## [Task requirements]
A - Answer each question from the forum post below on BC learning.
(i) Which loss function does the post use as the criterion?
(ii) What learning rate is set?
(iii) What layer ends the model?
B - For each statement, decide whether the forum post below on BC learning supports it. Answer yes or no, and quote the words from the post that decide it.
(i) The optimizer is SGD.
(ii) Training runs for 20 epochs.
(iii) The layer named fc4 outputs 512 features.

Negative loss for BC learning

I am pretty new to PyTorch and I am trying to implement BC learning for images as in this paper https://arxiv.org/pdf/1711.10284.pdf

What I’m basically trying to is to mix 2 images and their one-hot encoded labels with a random ratio and then learn the mixing ratio.

My model looks as follows:

class ConvNet(nn.Module):
    def __init__(self, n_classes):
        super(ConvNet, self).__init__()
        self.model = nn.Sequential(OrderedDict([
            ('conv1', ConvBNReLu(3, 32, 3, padding=1)),
            ('conv2', ConvBNReLu(32, 32, 3, padding=1)),
            ('max_pool1', nn.MaxPool2d(2, ceil_mode=True)),
            ('conv3', ConvBNReLu(32, 64, 3, padding=1)),
            ('conv4', ConvBNReLu(64, 64, 3, padding=1)),
            ('max_pool2', nn.MaxPool2d(2, ceil_mode=True)),
            ('conv5', ConvBNReLu(64, 128, 3, padding=1)),
            ('conv6', ConvBNReLu(128, 128, 3, padding=1)),
            ('conv7', ConvBNReLu(128, 128, 3, padding=1)),
            ('conv8', ConvBNReLu(128, 128, 3, padding=1)),
            ('max_pool3', nn.MaxPool2d(2, ceil_mode=True)),
            ('flatten', Flatten()),
            ('fc4', nn.Linear(in_features=128 * 4 * 4, out_features=512, bias=True)),
            ('relu5', nn.ReLU()),
            ('dropout5', nn.Dropout()),
            ('fc5', nn.Linear(512, 512)),
            ('relu6', nn.ReLU()),
            ('dropout6', nn.Dropout()),
            ('fc6', nn.Linear(512, n_classes)),
            ('softmax', nn.Softmax(dim=-1)) 
        ]))

    def forward(self, inp):
        return self.model(inp)

Then my learner like this:

criterion = nn.KLDivLoss()
learning_rate = 0.01
optimizer = optim.SGD(net.parameters(), lr=learning_rate, momentum=0.9, nesterov=True, weight_decay=5e-4)
scheduler = MultiStepLR(optimizer, milestones=[30, 60, 90], gamma=0.1)
loss_values = []
PATH = './BCplus_epoch10.pth'

for epoch in range(10):  # Number of epochs (loops over dataset)
  epoch_loss = 0.0
  running_loss = 0.0
  input = []
  labels = []
  for i, data in enumerate(trainloader, 0):
      # get the inputs; data is a list of [inputs, labels]
      
      if i % 3 == 2: # batch size of 3 images to ConvNet
        input = torch.stack(input) # stack tensors
        labels = torch.stack(labels)

        optimizer.zero_grad()

        # forward + backward + optimize
        outputs = net(input)

## [Data entries]

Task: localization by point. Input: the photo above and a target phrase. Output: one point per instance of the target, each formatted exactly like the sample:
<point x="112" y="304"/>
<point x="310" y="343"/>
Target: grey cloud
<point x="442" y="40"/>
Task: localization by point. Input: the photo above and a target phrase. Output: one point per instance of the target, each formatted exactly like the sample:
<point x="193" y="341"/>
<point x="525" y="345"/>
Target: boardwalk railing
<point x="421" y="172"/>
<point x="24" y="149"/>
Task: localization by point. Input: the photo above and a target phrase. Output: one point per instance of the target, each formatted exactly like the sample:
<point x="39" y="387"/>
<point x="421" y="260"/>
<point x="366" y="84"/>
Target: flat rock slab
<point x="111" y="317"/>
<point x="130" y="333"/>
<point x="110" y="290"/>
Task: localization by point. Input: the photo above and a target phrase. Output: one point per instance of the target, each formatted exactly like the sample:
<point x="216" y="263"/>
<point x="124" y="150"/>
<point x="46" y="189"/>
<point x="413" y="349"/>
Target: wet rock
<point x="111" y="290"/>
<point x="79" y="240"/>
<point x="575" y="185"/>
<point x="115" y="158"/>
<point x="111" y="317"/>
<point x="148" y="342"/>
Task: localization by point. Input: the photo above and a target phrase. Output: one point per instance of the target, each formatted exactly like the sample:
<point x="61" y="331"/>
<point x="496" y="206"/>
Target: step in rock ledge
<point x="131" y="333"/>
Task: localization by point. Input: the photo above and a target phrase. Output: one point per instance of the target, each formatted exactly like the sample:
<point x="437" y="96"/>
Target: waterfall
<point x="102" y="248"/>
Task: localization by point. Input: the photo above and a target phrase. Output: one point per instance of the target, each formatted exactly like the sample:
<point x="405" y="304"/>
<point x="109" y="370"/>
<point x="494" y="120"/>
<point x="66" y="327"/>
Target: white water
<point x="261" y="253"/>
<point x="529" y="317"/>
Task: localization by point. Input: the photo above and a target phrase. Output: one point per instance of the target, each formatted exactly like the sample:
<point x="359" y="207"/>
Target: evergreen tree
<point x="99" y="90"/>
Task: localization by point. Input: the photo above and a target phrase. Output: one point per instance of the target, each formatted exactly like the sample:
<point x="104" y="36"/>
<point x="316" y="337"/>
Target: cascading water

## [Answers in order]
A -
(i) nn.KLDivLoss()
(ii) 0.01
(iii) A softmax layer, nn.Softmax(dim=-1)

B -
(i) Yes: "optimizer = optim.SGD(net.parameters(), lr=learning_rate, momentum=0.9, nesterov=True, weight_decay=5e-4)"
(ii) No: "for epoch in range(10):"
(iii) Yes: "('fc4', nn.Linear(in_features=128 * 4 * 4, out_features=512, bias=True))"